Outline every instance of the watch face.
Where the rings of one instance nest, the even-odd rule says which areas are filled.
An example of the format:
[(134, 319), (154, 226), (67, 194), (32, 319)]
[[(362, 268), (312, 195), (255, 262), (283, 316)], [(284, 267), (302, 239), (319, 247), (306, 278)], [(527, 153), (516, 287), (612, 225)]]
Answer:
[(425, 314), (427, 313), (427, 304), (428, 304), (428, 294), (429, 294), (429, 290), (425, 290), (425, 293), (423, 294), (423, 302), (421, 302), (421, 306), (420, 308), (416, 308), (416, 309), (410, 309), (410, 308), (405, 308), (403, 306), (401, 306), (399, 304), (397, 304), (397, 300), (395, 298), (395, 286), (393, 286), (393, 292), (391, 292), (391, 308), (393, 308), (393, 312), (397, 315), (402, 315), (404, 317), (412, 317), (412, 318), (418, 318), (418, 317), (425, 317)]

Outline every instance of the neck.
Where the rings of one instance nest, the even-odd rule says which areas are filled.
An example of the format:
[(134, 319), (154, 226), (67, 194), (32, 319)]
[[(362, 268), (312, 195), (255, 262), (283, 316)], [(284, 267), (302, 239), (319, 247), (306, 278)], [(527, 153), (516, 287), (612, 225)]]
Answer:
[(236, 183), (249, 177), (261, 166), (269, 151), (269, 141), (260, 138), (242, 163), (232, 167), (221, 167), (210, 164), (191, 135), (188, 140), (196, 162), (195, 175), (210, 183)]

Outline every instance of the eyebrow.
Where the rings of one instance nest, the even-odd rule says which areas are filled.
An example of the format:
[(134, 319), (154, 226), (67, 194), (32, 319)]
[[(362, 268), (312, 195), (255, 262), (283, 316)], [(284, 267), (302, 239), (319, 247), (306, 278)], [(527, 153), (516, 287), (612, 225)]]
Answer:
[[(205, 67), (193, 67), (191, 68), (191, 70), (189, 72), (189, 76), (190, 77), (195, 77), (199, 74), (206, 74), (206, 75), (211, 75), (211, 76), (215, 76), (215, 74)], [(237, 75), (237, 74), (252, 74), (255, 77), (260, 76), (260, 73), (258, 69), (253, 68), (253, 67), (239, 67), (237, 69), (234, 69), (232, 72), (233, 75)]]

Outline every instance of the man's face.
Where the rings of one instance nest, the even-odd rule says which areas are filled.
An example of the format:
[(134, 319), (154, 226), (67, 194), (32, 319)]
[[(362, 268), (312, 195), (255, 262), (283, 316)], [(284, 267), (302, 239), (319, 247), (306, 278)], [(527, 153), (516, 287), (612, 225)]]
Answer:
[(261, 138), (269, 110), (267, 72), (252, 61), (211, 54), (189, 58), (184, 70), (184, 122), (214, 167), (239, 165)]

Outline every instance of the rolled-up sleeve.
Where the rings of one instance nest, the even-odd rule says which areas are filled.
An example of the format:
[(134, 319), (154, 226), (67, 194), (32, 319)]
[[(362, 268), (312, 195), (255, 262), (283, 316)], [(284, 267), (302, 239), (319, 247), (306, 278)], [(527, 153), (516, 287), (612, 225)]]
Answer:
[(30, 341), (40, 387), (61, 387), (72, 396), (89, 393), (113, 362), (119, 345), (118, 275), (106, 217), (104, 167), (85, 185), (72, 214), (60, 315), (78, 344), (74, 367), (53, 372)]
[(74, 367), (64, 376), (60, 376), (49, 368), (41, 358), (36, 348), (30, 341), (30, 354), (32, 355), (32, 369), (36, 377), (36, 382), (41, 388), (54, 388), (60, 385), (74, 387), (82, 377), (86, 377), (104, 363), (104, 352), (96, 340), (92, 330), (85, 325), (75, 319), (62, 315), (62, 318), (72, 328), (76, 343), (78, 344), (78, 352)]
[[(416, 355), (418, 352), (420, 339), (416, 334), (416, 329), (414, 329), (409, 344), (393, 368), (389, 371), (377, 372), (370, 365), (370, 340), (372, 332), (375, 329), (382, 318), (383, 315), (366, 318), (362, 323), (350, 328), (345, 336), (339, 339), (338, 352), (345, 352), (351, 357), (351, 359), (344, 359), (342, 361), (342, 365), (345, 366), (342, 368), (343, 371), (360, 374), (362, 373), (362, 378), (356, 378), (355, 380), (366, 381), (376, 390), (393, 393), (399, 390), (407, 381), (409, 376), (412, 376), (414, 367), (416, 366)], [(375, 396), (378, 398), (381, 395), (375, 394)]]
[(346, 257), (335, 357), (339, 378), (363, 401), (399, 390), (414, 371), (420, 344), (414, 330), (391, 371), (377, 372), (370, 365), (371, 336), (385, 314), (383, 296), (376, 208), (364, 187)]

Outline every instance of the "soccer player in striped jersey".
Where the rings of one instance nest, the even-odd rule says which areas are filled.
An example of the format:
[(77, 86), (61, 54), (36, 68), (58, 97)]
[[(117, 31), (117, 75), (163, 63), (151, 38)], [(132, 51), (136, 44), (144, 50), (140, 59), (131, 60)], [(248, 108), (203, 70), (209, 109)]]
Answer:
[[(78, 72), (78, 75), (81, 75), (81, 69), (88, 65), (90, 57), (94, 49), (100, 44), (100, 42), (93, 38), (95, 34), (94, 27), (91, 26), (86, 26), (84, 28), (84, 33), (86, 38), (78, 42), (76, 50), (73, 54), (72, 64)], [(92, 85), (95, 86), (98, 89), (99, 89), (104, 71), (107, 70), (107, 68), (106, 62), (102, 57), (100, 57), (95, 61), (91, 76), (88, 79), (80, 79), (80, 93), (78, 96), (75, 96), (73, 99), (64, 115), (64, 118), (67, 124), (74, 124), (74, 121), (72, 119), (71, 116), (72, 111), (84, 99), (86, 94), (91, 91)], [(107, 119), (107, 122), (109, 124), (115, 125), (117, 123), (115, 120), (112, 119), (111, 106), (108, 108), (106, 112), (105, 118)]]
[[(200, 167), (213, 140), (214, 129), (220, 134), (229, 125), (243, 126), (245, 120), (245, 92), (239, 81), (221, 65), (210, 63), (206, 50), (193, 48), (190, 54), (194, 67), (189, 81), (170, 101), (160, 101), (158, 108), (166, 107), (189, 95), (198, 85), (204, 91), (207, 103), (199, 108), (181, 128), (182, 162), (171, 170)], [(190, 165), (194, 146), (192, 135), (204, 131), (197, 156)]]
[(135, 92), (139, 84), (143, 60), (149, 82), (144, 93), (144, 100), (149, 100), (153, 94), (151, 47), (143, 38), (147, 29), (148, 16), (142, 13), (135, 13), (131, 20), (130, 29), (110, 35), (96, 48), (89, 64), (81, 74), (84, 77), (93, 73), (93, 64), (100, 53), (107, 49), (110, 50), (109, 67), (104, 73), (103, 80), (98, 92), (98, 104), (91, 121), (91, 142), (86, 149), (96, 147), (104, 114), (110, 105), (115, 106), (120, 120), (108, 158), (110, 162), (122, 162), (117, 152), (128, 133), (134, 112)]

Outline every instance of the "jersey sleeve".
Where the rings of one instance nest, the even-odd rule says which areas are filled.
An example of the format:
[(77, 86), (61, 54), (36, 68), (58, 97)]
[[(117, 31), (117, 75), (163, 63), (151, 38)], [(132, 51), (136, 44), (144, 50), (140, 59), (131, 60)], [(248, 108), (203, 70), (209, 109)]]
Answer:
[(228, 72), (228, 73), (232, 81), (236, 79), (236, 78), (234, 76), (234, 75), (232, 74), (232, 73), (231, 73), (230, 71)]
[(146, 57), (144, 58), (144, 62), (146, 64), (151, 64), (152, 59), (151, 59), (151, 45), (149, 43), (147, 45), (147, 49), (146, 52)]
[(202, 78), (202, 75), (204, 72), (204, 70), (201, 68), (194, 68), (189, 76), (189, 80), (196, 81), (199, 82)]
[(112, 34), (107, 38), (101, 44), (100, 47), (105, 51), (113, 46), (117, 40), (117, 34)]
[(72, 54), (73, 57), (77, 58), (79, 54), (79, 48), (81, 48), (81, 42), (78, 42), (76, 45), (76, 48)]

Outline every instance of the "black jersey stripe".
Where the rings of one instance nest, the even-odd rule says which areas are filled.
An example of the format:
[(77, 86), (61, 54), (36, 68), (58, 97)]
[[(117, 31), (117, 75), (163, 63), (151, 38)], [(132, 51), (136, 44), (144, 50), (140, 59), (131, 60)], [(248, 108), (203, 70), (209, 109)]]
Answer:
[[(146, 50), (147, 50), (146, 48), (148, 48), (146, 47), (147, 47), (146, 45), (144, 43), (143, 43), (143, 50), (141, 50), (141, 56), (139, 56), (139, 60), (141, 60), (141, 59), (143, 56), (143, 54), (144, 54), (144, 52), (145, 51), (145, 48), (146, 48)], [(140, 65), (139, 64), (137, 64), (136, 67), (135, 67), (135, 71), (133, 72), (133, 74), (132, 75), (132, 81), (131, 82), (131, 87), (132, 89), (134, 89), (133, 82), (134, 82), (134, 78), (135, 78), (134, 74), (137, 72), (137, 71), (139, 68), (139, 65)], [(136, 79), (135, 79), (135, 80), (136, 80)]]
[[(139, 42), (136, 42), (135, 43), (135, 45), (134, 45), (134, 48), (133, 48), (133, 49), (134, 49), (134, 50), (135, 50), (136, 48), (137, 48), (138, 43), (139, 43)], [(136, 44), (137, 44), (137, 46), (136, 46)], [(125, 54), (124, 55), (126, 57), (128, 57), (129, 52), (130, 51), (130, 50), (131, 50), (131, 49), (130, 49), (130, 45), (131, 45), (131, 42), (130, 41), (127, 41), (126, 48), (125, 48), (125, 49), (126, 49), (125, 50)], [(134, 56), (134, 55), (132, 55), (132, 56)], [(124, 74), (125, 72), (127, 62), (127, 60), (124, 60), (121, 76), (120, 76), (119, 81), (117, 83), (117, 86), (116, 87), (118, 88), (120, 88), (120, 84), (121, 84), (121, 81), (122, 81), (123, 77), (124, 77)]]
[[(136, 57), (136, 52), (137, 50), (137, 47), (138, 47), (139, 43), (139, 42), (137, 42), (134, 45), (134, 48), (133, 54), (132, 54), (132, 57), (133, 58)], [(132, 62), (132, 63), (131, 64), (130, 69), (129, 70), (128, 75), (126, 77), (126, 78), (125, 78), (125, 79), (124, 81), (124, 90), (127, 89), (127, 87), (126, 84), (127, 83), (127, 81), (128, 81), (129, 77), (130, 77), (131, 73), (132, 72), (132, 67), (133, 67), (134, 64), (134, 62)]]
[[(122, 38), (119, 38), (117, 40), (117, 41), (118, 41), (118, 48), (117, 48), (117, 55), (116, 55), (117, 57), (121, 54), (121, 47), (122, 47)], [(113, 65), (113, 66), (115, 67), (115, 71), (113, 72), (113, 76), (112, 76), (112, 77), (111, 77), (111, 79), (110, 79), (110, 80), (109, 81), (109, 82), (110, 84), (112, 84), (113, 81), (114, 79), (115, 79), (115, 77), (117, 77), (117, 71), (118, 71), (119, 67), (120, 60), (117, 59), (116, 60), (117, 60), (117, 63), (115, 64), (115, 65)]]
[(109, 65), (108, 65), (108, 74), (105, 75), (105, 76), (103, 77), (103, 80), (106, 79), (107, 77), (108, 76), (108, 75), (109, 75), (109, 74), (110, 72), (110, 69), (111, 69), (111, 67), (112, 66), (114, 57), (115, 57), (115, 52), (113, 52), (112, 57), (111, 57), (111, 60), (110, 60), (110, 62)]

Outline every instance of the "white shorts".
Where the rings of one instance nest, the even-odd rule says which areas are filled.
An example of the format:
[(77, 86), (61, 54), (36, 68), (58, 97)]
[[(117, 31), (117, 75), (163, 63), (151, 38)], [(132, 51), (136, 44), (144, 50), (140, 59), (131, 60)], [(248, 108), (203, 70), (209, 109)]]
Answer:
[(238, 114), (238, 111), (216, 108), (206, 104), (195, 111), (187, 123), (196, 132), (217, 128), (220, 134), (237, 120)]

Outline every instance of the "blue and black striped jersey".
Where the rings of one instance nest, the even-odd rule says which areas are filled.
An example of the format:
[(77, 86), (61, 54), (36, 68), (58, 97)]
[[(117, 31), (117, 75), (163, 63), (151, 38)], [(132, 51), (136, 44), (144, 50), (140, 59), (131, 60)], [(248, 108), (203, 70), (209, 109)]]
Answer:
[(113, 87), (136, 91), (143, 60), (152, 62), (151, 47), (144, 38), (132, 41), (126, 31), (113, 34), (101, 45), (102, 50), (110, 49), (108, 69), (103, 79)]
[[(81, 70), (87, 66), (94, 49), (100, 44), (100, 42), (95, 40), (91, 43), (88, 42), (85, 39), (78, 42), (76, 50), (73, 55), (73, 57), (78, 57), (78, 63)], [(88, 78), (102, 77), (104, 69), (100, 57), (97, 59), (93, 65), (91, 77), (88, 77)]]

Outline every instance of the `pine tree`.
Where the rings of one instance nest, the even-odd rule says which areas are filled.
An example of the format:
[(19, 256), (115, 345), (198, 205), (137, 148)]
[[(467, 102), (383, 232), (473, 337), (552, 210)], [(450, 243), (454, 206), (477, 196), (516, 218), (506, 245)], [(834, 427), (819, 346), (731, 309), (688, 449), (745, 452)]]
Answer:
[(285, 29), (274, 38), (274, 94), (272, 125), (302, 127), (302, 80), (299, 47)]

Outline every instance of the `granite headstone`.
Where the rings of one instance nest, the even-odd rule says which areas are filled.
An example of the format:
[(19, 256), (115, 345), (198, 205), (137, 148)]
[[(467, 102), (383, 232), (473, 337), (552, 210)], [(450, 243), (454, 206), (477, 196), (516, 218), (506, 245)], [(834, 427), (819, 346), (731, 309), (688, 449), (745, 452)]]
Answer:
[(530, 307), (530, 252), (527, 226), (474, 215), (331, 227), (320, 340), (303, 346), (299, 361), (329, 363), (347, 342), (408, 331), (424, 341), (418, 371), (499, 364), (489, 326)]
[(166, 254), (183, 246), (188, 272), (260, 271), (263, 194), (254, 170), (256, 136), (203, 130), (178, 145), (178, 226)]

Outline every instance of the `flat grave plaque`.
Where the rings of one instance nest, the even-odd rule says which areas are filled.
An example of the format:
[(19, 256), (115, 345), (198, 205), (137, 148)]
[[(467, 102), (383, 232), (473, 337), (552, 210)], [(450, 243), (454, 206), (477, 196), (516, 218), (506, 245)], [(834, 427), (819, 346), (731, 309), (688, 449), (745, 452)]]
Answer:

Task to complete:
Pull out each line above that contains the word "sleeve" and copy it in full.

Solution to this exercise:
Outline every instance of the rolled-up sleeve.
Outline every instance of the "jersey sleeve".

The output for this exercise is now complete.